Einige Datensätze
====

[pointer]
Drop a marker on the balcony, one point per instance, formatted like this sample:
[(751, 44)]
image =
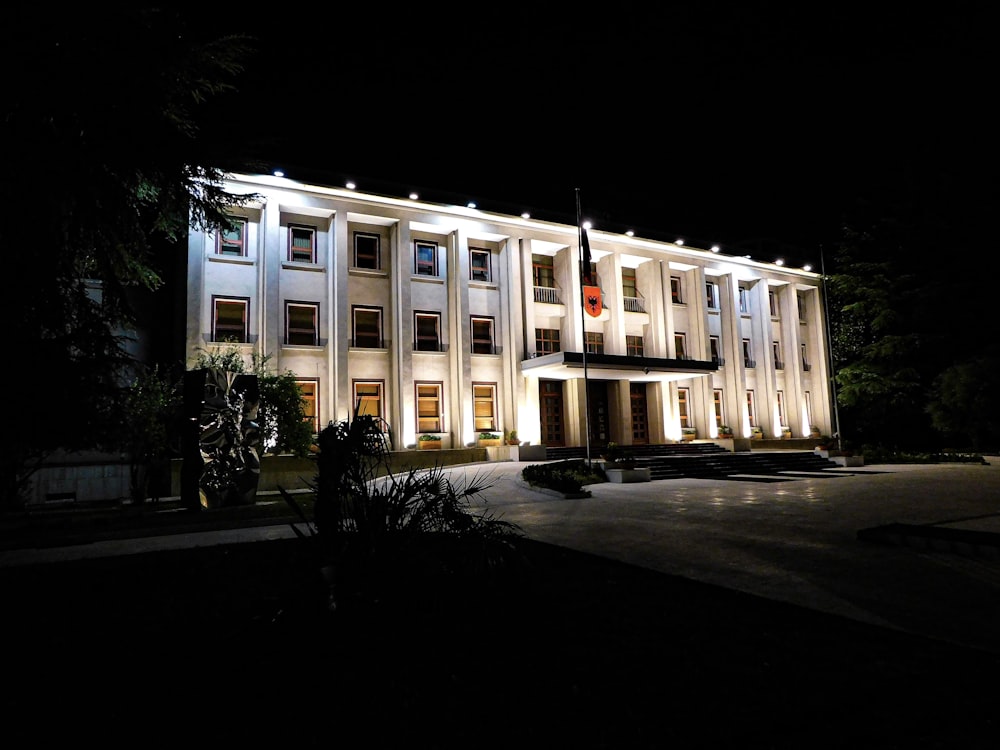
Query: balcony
[(547, 294), (634, 304)]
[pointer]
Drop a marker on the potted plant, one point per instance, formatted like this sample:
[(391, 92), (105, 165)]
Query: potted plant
[(429, 442)]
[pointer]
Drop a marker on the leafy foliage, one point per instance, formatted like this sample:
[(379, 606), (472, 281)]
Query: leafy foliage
[(103, 139), (378, 534)]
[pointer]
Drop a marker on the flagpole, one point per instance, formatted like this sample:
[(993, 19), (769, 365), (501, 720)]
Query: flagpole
[(583, 324)]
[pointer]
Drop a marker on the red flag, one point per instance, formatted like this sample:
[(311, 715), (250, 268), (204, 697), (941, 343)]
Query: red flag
[(591, 292)]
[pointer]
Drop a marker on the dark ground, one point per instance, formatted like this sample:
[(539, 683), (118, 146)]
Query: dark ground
[(233, 644)]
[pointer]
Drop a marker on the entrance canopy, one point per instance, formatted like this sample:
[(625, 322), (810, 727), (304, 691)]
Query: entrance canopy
[(569, 365)]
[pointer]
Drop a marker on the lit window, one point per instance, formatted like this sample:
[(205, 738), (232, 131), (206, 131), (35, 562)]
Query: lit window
[(479, 265), (310, 400), (482, 336), (680, 344), (366, 250), (634, 346), (368, 398), (484, 396), (675, 290), (546, 341), (367, 327), (300, 323), (712, 295), (428, 332), (683, 397), (230, 319), (595, 342), (302, 244), (426, 258), (232, 240), (428, 407)]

====

AUFGABE = Schreibe die Auflistung vom Anfang bis einschließlich der Zeile mit „[(591, 292)]“ wortgetreu ab. Lass die Bilder dabei weg.

ANTWORT ZUR AUFGABE =
[pointer]
Drop a marker on the balcony, one point per instance, formatted like this sample:
[(751, 44)]
image =
Query: balcony
[(547, 294), (634, 304)]
[pointer]
Drop a marker on the potted plant, one point per instance, formatted like this sample:
[(391, 92), (105, 165)]
Query: potted plant
[(429, 442)]
[pointer]
Drop a marker on the leafy foliage, one point per instance, formatted like this sample:
[(379, 606), (472, 281)]
Query: leafy foliage
[(103, 139), (378, 534)]
[pointer]
Drop a marker on the flagpole, one point per instance, formatted like this sample:
[(993, 19), (769, 365), (501, 720)]
Query: flagpole
[(583, 324)]
[pointer]
Drop a marker on the red flag, one point per instance, formatted like this sample:
[(311, 715), (250, 268), (204, 697), (941, 343)]
Query: red flag
[(591, 292)]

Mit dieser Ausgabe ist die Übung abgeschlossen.